Food production comprises a huge slice of the global greenhouse gas pie. Despite centuries of efforts aimed at efficiency, the global food system is estimated to generate more than a third of global emissions.
However, not all calories are created equal; 14% of emissions from the food system come from agricultural products not used as food or feed (like cotton or rubber), and 29% of emissions come from plant-based foods raised for human consumption. The other 57% comes from the production of animal-based foods like beef and poultry, including growing crops to feed livestock and pastures for grazing.
So about two-thirds of the emissions from the human-oriented parts of our food system come from raising animals for human consumption. But think about this– do two-thirds of your calories come from animal products?
Unless you're a glutton for meat and dairy, the answer is almost certainly no. On average, about a third of a typical person's calories come from animal-based foods.
Diving further, not all animal-based calories are equal. Think about all the different animal-based foods you can buy at the grocery store, from eggs to milk to pork to chicken to beef. Each of these foods have stark differences in how much land and water they require plus how much greenhouse gas they generate.
As the World Resources Institute noted in an analysis of sustainable diets, many of those animal-based foods are somewhat more intensive to produce than plant-based equivalents but not excessively more.
"Beef production requires 20 times more land and emits 20 times more greenhouse gas emissions per unit of edible protein than common plant-based protein sources such as beans, peas, and lentils." statement by the World Resources Institute.
Relative to other herbivores that humans consume, ruminants consume large quantities of calories while providing few calories for human consumption– making them inefficient sources of protein and calories in comparison. Ruminants are versatile eaters who can subsist on a wide range of plants and grains and transform them into high-quality meat and milk largely because of their rumens, which are specialized stomachs housing a variety of microorganisms that can help the animal break down nutrients from tough and fibrous material like grasses. This specialized digestive process demands that they consume a lot of food, which means ruminant animal production is often resource-intensive.

## WORK ORDER
From the text on food-system emissions, list every animal-based food it names as something you can buy at the grocery store.

## Collected data entries
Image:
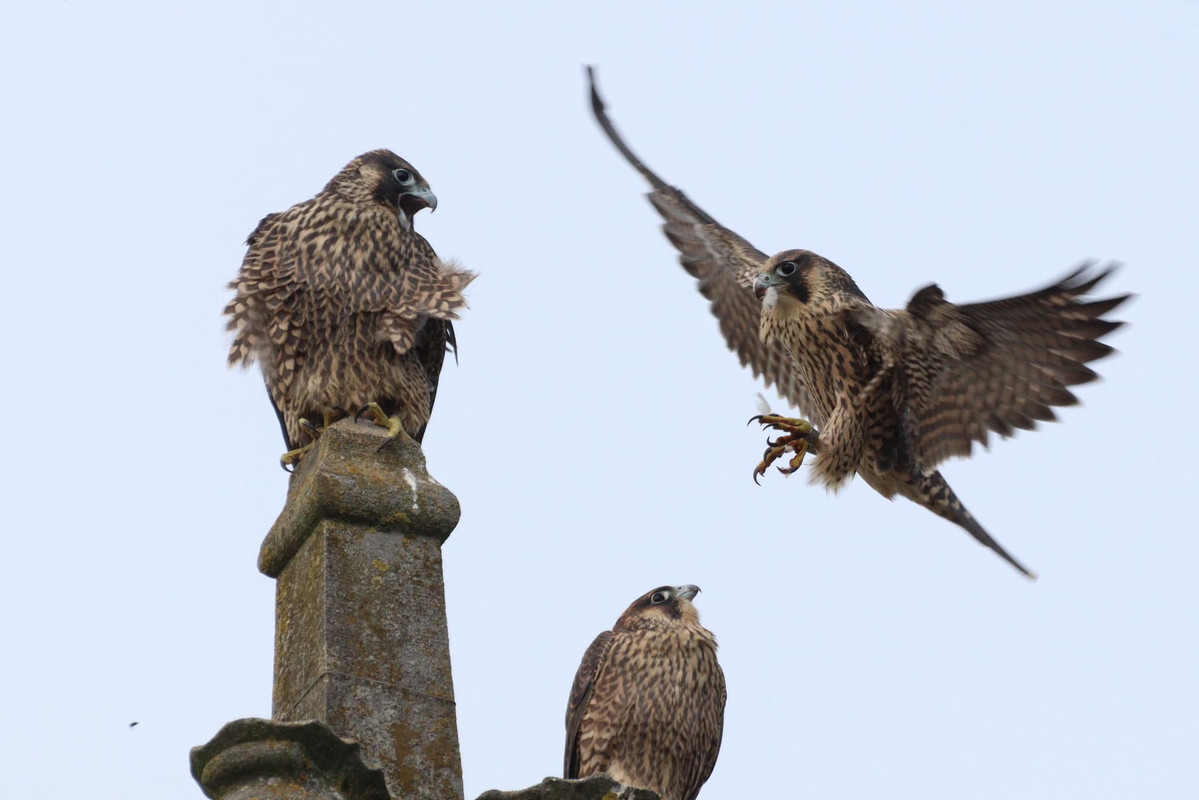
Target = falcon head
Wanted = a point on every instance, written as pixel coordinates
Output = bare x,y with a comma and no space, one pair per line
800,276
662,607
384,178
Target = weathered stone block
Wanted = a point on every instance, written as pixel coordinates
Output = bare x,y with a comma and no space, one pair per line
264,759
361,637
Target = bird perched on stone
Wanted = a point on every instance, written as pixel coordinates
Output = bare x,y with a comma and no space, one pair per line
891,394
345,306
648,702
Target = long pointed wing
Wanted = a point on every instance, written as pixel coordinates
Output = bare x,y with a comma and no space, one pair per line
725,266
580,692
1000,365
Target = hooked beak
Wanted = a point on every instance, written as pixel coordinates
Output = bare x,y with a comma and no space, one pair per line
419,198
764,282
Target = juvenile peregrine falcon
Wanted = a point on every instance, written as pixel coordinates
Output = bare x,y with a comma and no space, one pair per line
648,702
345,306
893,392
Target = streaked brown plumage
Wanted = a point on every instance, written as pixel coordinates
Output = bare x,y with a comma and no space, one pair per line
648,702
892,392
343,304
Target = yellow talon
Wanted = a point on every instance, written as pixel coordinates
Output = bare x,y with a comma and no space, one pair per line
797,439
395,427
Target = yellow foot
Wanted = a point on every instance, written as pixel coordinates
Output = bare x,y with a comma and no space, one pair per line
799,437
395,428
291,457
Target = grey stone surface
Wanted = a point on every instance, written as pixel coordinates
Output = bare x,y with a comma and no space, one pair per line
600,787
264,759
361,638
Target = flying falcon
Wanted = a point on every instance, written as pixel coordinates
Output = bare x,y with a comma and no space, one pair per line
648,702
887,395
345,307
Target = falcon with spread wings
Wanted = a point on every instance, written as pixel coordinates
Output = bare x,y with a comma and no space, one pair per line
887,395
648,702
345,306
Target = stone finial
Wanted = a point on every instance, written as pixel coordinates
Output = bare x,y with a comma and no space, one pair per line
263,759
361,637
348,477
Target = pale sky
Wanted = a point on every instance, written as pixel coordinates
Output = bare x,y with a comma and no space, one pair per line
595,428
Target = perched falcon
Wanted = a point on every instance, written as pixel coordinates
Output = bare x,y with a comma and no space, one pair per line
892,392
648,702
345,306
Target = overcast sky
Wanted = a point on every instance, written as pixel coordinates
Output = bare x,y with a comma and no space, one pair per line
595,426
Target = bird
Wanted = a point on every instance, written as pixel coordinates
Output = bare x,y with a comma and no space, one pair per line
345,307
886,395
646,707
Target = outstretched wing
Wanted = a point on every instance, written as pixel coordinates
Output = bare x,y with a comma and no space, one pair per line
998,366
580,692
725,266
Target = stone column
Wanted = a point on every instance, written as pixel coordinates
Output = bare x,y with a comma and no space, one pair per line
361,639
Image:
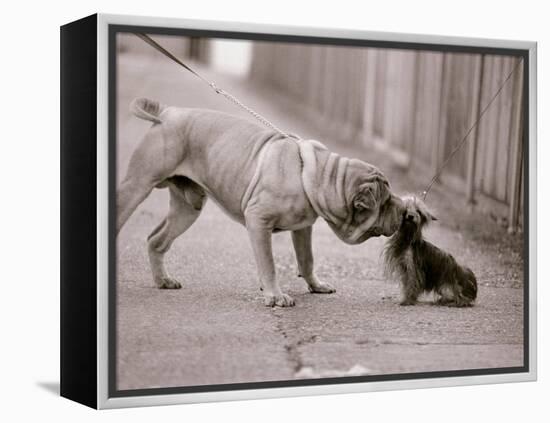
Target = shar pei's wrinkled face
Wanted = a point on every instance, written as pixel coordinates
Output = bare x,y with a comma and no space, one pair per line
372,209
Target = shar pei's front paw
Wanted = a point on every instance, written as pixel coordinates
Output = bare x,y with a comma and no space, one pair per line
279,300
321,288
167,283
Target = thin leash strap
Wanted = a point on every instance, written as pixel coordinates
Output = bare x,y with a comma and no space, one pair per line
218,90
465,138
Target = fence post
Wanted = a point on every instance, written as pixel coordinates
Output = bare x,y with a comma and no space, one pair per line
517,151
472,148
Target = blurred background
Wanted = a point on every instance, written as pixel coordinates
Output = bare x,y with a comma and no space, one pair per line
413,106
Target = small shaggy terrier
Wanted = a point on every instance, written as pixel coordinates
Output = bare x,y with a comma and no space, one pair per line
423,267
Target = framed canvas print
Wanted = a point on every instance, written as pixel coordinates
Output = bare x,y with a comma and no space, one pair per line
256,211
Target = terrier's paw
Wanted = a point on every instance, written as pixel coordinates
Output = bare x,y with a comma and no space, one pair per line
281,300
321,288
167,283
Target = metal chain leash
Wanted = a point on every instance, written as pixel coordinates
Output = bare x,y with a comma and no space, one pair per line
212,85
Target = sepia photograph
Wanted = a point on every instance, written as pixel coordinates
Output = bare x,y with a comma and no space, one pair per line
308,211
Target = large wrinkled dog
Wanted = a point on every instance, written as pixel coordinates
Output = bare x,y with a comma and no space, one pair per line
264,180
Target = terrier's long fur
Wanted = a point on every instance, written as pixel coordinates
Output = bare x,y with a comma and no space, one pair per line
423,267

## SOLUTION FOR THIS EXERCISE
Eggs, milk, pork, chicken, beef